**Given passage**
———

Ragan claimed that The New School submitted a statement of position to the board in advance of Friday’s hearing. “In it, the university illuminates its true intentions: to actively fight legal recognition of NewSWU.”

The union official alleged that the university claims that student workers do not deserve union representation because they “are not employees under the common-law test or within the meaning of Section 2(3) of the National Labor Relations Act.” Going further, Ragan also alleged The New School intends to exclude Federal Work Study positions from any potential union.

Union officials noted that academic student workers in SENS (Student Employees at The New School) and Student Health Service counselors and medical practitioners in SHENS are negotiating their second collective bargaining agreements with the university. Part-time faculty, who waged their own strike last fall, are trying to ensure that the university upholds the obligations outlined in their new union contract.

———

**Supplied data**
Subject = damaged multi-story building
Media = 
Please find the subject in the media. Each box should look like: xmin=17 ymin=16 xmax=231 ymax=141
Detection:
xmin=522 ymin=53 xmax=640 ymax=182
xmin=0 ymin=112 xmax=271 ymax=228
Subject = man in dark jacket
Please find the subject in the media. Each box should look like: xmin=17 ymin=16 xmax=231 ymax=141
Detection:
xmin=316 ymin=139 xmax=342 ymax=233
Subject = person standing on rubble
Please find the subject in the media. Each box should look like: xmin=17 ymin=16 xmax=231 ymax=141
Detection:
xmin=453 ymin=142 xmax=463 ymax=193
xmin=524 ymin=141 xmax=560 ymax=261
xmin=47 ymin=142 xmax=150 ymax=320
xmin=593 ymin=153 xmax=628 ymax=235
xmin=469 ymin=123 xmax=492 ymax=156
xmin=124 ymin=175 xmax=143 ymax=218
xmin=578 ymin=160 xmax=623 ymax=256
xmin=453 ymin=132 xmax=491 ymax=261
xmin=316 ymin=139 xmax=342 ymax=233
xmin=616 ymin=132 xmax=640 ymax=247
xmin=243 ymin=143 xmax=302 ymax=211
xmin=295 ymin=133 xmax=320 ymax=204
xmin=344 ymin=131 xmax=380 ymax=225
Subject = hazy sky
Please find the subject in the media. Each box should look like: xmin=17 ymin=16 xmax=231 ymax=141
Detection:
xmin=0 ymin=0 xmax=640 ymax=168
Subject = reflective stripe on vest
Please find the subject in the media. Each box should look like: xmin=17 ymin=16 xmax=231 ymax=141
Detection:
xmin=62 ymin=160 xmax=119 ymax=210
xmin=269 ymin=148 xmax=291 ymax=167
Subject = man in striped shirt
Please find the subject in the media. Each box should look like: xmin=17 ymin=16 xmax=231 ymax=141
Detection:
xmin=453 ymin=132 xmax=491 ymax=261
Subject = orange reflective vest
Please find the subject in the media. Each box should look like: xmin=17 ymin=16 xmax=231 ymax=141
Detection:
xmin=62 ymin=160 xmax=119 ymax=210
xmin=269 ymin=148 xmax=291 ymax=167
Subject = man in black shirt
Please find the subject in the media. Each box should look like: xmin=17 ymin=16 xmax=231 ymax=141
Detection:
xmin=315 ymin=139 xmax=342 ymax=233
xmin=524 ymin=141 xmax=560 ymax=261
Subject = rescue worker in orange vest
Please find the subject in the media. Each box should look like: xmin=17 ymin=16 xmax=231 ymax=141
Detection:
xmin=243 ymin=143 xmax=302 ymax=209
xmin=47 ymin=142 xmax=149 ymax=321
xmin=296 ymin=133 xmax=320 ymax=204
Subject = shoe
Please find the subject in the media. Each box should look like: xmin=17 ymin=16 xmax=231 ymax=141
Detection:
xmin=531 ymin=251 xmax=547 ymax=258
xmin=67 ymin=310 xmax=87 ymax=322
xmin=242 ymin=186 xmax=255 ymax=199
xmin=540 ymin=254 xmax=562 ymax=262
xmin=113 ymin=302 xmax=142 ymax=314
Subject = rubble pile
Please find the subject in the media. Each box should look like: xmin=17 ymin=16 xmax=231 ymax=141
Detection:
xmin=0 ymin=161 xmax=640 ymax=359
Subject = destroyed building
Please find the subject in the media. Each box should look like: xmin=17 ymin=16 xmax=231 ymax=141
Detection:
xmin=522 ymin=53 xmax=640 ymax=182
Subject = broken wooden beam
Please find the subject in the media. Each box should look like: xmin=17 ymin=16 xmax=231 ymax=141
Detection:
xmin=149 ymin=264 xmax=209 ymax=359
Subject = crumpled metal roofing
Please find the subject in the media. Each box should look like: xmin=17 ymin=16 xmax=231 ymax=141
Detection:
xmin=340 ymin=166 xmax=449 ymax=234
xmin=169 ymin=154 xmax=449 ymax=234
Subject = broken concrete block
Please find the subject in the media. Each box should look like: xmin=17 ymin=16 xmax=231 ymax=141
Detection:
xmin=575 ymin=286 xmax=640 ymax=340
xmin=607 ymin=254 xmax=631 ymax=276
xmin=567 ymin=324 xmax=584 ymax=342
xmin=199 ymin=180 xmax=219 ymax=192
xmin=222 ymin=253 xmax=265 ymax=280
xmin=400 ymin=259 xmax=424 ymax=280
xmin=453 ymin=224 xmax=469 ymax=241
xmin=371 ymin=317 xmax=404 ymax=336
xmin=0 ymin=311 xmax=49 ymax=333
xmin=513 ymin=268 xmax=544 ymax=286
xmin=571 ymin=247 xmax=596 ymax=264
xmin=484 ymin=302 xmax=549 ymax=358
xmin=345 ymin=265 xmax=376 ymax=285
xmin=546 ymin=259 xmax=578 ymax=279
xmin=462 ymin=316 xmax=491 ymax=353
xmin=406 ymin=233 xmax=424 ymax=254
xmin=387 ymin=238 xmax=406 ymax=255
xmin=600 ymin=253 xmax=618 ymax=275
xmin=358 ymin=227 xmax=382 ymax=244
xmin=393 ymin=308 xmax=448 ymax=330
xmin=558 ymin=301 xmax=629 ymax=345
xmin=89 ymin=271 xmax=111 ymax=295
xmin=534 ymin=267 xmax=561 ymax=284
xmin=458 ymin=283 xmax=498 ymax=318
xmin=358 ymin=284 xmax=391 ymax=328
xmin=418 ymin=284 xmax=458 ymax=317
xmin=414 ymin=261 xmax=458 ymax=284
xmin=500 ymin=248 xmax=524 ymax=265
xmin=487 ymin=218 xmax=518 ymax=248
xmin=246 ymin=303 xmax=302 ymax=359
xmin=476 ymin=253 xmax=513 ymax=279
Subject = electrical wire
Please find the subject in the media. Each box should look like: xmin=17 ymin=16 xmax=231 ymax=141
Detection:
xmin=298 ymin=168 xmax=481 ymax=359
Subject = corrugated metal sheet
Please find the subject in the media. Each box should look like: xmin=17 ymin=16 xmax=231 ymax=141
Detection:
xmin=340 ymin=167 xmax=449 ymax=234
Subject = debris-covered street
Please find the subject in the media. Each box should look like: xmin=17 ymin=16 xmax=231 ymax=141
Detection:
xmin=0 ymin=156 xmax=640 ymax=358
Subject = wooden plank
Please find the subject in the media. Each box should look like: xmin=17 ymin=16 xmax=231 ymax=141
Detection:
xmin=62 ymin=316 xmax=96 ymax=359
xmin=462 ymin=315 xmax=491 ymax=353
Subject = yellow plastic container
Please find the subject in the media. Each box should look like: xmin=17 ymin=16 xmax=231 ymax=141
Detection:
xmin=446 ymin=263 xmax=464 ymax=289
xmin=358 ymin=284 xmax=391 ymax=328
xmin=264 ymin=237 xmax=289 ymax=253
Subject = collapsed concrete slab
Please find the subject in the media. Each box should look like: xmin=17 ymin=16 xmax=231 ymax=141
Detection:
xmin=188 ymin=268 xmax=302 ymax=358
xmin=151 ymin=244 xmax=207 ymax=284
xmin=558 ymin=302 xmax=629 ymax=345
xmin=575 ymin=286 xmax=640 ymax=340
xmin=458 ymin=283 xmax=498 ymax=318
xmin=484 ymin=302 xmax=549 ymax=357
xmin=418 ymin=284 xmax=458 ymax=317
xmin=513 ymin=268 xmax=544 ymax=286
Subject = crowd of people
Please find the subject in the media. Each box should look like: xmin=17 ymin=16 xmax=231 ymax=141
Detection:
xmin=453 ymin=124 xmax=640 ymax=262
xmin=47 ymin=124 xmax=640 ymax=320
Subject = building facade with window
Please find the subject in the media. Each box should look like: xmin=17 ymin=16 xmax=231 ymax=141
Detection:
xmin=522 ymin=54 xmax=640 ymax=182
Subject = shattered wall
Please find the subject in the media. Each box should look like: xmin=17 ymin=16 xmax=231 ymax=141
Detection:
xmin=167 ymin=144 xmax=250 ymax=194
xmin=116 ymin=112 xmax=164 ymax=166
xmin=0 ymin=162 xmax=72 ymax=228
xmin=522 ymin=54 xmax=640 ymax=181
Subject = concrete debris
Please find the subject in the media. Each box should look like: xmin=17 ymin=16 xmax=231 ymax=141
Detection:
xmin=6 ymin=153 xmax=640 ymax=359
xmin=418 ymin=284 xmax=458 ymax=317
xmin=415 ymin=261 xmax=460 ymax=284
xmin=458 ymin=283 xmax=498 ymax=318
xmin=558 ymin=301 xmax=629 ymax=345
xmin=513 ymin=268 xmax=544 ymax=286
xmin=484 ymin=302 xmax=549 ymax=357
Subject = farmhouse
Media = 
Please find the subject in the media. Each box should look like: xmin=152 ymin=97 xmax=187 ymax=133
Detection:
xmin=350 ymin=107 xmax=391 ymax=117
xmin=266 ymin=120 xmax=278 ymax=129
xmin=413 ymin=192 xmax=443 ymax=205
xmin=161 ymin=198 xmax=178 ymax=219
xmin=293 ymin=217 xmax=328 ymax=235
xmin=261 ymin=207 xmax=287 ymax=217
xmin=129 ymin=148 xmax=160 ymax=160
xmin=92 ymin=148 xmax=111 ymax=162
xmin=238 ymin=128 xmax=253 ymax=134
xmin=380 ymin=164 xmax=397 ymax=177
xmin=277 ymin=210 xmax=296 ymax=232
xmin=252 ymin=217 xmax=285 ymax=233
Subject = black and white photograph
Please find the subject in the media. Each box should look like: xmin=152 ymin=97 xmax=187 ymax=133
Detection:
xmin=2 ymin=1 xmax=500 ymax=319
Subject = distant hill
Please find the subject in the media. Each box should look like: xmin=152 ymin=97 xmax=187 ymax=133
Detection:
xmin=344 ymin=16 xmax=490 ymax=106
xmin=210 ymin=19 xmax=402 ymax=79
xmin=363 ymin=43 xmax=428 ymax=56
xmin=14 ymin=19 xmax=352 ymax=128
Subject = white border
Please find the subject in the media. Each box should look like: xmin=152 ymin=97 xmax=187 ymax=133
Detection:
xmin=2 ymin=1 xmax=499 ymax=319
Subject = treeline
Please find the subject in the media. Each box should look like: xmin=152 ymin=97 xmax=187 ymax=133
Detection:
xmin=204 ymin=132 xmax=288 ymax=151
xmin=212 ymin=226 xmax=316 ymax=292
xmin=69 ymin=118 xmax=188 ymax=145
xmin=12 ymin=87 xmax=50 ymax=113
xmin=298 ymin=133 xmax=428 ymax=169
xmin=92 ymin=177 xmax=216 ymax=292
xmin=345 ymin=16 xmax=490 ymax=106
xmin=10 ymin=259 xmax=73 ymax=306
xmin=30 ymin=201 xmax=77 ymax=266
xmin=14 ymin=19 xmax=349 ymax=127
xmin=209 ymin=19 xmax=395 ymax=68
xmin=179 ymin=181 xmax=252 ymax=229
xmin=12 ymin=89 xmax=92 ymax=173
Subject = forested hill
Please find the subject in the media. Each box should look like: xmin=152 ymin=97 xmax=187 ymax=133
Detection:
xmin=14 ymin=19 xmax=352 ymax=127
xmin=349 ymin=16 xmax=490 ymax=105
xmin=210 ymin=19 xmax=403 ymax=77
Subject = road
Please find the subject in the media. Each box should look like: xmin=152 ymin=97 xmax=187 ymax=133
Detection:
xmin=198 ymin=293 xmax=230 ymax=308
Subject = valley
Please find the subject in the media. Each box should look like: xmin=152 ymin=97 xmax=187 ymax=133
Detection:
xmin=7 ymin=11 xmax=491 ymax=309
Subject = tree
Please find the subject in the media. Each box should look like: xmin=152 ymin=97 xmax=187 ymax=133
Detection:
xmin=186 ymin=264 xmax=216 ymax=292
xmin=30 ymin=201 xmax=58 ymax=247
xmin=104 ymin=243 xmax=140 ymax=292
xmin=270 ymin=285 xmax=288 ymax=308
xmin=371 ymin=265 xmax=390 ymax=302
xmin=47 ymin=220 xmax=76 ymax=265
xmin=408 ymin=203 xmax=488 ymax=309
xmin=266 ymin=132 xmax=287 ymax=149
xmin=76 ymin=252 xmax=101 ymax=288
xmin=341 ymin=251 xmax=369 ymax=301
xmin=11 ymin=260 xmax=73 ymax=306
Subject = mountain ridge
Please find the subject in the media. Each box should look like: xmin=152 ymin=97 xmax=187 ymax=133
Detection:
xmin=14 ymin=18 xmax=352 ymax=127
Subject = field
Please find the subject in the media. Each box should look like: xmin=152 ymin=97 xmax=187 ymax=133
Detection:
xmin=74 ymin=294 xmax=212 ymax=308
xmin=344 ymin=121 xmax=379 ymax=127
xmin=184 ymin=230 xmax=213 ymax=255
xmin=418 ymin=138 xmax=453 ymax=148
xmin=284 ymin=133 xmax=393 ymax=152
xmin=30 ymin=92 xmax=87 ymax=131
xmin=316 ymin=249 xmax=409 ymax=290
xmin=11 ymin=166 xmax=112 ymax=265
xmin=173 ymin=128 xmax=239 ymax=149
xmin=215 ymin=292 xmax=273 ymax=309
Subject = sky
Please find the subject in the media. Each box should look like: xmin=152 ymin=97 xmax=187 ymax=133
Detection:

———

**Exercise instructions**
1 > Please say whether each statement agrees with the New School union passage, answering yes or no and quoting the deciding words from it. (a) Ragan said The New School sent the board a statement of position before Friday's hearing. (b) Ragan alleged the university wants Federal Work Study positions included in any potential union. (c) Part-time faculty held their strike last spring.
2 > Pick up the New School union passage after its last sentence and carry it on.

**Results by task**
1 >
(a) Yes: "The New School submitted a statement of position to the board in advance of Friday’s hearing."
(b) No: "The New School intends to exclude Federal Work Study positions from any potential union."
(c) No: "Part-time faculty, who waged their own strike last fall"

2 >
In the past two weeks, ACT-UAW Local 7902 has submitted two unfair labor practice charges to the NLRB, the first regarding the university’s failure to furnish information related to unilateral changes made to faculty health care plans in 2020, and the second regarding the university’s failure to furnish information necessary for bargaining. The upheaval coincides with the Aug. 15 arrival of The New School‘s interim president Donna Shalala. The school’s former president, Dwight McBride, officially exited last week.

Ragan claimed that The New School’s statement is “a clear attempt to silence student workers, who form the backbone workforce of the institution.” Ragan did not highlight any specific demands that are being sought in addition to unionizing.

The school claimed it had received a petition two weeks ago from the UAW Local 7902 to represent a group of currently unrepresented non-academic student workers encompassing 100-plus job titles that applied to several hundred workers. “Instead of forming a separate bargaining unit, Local 7902’s petition seeks to include these non-academic student workers in the existing SENS unit that represents approximately 1,000 academic student workers. SENS members are currently covered under a contract that has been on campus since 2017.”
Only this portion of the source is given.